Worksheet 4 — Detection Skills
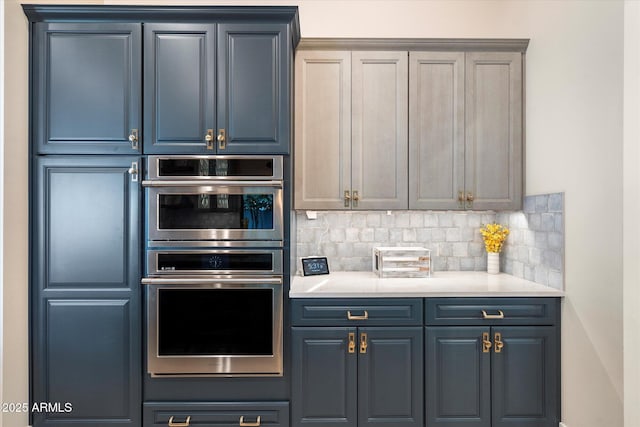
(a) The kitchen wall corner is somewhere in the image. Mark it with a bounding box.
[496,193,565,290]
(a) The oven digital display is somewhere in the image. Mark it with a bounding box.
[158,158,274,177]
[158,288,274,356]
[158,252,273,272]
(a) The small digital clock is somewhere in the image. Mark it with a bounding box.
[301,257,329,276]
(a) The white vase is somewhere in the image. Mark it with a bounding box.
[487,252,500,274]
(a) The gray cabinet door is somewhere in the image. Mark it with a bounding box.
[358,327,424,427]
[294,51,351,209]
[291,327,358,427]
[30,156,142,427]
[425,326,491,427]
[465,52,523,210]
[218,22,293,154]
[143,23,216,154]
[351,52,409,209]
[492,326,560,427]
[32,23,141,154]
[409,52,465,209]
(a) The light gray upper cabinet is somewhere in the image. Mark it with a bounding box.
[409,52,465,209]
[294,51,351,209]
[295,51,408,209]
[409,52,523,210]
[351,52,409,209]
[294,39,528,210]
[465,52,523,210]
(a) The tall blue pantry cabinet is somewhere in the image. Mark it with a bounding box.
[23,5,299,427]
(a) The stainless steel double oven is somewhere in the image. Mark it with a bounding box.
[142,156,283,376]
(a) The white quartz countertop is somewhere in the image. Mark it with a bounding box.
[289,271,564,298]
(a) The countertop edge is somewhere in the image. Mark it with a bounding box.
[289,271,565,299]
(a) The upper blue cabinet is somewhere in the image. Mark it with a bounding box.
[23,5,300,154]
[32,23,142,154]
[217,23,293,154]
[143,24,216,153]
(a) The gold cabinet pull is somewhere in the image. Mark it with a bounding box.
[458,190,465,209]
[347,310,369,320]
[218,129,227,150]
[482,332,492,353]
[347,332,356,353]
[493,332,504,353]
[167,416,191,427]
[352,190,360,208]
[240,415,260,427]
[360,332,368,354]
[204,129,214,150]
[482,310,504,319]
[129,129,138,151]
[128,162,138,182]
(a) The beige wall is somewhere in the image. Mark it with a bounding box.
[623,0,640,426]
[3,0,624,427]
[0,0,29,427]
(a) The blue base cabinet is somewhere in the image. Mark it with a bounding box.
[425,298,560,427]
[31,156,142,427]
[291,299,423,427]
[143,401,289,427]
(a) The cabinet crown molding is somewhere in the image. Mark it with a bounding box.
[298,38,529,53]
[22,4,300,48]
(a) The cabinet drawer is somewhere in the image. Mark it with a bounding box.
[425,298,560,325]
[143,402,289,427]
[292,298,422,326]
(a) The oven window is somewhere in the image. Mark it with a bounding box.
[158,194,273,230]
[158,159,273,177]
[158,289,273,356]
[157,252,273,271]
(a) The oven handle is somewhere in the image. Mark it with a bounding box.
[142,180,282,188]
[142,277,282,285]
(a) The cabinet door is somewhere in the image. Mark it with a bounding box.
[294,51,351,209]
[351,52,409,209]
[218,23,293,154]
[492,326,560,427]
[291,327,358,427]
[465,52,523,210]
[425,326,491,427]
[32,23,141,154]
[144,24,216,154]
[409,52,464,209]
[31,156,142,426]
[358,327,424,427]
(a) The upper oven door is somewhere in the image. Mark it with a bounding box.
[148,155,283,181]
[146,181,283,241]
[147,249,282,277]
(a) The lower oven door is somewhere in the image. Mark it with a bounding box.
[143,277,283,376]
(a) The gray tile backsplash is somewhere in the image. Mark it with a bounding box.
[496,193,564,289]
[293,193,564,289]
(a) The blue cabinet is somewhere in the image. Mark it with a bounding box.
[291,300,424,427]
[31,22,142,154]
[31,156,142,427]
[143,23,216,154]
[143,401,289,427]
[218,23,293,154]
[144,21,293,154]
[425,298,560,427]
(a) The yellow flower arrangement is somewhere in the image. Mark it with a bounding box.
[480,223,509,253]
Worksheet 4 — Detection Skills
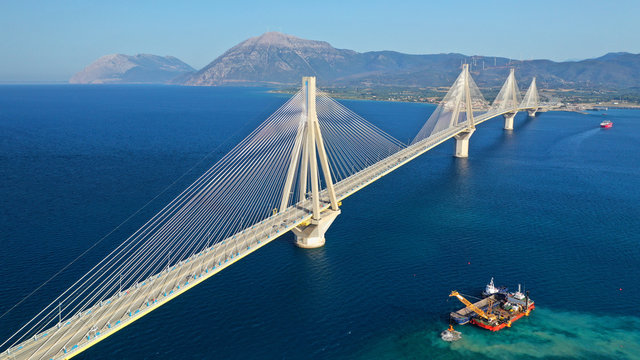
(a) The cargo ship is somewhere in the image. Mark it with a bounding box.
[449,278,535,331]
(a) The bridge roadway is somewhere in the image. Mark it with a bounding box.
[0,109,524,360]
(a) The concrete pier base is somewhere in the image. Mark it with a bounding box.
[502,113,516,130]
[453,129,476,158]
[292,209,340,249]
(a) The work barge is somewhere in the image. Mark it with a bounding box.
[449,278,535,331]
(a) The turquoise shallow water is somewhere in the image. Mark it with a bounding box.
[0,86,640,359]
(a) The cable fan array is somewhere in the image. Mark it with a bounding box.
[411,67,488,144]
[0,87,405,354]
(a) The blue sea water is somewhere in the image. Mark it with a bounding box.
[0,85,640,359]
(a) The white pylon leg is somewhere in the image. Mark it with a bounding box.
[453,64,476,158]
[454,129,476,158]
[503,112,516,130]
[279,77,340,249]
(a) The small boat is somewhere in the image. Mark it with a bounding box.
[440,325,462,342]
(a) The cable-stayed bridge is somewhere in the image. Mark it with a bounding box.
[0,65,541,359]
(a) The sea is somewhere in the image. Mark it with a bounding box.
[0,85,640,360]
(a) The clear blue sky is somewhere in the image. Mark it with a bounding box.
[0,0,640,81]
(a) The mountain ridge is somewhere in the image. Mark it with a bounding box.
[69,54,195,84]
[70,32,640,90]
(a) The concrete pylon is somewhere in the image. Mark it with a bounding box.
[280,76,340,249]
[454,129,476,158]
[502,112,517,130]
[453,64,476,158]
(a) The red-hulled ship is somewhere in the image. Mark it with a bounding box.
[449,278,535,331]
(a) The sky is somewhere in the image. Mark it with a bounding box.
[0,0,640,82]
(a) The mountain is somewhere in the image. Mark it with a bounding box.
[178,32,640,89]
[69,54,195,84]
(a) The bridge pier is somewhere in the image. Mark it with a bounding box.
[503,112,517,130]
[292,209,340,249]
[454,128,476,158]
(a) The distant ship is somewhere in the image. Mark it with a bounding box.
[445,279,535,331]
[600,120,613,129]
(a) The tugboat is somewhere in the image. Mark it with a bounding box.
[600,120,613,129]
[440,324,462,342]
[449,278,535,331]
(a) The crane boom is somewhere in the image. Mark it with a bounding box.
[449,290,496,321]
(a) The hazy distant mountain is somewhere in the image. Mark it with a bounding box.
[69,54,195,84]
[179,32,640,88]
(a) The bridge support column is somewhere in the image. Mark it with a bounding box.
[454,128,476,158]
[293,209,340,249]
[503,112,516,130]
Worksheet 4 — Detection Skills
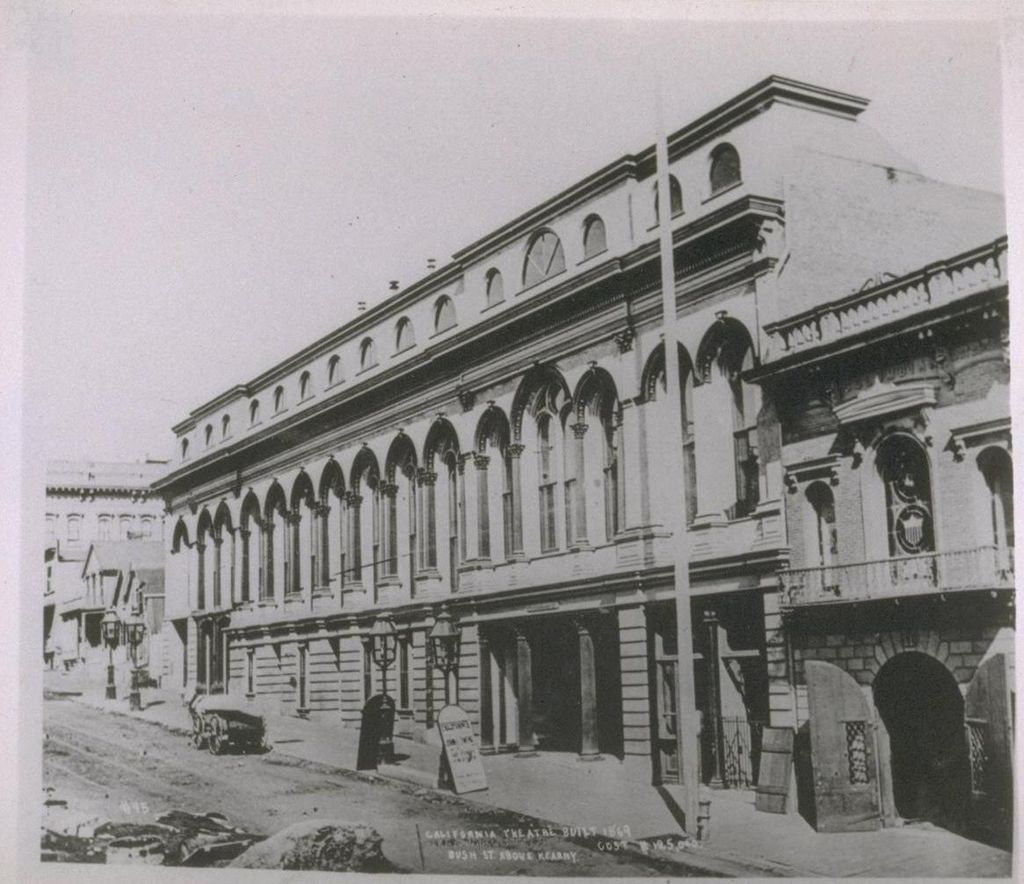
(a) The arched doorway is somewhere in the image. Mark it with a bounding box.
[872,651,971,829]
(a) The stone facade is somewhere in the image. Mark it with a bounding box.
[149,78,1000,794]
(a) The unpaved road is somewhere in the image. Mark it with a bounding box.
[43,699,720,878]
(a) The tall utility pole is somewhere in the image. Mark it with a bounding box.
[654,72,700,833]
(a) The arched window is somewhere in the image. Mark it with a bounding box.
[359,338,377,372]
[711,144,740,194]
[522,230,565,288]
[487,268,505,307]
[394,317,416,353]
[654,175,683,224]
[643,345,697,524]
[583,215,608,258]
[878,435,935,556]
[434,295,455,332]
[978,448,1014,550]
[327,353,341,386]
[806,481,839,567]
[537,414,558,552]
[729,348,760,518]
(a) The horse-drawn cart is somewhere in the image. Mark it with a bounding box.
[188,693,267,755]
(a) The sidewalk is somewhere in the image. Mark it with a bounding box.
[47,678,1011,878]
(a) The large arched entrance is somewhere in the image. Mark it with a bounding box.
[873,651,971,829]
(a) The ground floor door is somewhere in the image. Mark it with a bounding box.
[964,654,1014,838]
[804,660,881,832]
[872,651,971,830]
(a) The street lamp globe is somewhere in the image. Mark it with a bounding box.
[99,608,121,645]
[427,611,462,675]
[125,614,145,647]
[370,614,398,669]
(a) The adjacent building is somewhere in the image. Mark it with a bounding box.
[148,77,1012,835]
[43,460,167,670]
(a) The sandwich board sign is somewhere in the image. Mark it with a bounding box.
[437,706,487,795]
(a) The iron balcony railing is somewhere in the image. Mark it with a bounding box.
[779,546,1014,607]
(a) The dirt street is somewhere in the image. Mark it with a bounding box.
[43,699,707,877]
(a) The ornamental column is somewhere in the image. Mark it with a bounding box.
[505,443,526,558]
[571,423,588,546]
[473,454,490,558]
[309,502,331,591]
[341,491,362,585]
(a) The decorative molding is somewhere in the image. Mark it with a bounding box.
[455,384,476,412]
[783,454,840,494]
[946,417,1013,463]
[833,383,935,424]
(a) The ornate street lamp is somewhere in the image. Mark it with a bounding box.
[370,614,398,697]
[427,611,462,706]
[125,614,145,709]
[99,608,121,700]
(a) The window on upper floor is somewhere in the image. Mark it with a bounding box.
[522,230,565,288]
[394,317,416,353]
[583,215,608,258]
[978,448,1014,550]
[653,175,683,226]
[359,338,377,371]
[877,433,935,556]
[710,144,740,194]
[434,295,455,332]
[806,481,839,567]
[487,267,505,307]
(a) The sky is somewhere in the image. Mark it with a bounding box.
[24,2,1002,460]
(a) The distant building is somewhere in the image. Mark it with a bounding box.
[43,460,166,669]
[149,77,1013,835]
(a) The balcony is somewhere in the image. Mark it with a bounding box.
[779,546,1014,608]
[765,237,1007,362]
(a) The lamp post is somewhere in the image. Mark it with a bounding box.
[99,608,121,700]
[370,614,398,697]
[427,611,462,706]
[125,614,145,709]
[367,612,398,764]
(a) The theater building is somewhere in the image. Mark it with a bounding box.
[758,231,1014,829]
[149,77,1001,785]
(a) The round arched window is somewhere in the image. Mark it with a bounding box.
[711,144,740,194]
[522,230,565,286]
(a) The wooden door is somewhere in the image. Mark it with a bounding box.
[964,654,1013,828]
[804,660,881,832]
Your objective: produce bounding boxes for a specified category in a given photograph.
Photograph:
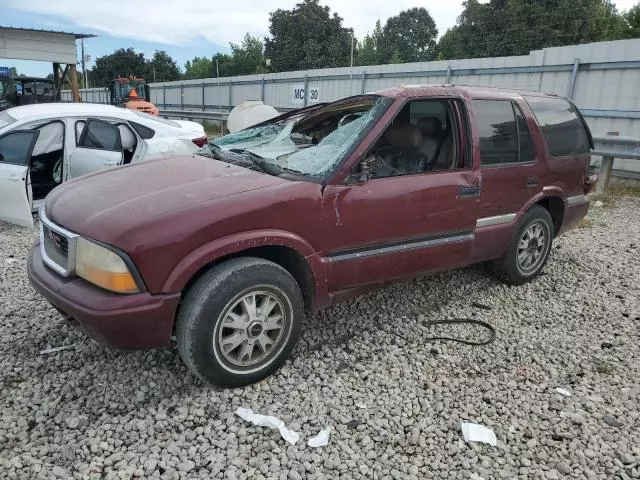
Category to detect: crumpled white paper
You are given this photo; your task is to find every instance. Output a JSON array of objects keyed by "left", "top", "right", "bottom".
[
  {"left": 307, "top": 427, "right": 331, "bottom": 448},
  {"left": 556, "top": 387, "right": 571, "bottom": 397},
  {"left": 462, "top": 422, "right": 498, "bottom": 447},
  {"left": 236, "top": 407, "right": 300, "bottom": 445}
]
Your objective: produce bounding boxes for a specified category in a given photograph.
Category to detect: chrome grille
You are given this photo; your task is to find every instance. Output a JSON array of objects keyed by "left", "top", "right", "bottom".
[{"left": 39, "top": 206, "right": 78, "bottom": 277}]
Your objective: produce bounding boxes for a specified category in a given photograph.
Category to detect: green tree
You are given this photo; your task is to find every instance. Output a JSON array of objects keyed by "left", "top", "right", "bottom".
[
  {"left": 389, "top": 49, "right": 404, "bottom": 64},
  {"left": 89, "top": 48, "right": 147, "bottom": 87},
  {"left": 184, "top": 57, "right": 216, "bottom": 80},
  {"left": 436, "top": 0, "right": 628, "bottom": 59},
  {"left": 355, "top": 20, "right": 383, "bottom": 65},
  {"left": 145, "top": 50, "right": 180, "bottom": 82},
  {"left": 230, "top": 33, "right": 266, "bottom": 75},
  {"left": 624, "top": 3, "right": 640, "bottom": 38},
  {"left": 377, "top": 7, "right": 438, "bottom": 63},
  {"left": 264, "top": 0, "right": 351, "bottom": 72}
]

=-=-=

Rewrite the records from the beginning up to and including the line containing "[487,252,500,274]" as a JSON list of strings, one string per line, with blank lines and pictures left out.

**COMPLETE RESPONSE**
[
  "Worksheet 4 — Detection Skills",
  "(a) The kitchen wall corner is somewhere in the image. Mark it with a bounding box.",
  "[496,193,565,290]",
  "(a) The oven digital display is somewhere in the image. Mark it with a bounding box.",
  "[158,158,274,177]",
  "[158,288,274,356]",
  "[158,252,273,272]",
  "(a) The small digital clock is somewhere in the image. Mark it with a bounding box.",
  "[301,257,329,276]",
  "(a) The white vase is somewhere in the image. Mark it with a bounding box.",
  "[487,252,500,274]"
]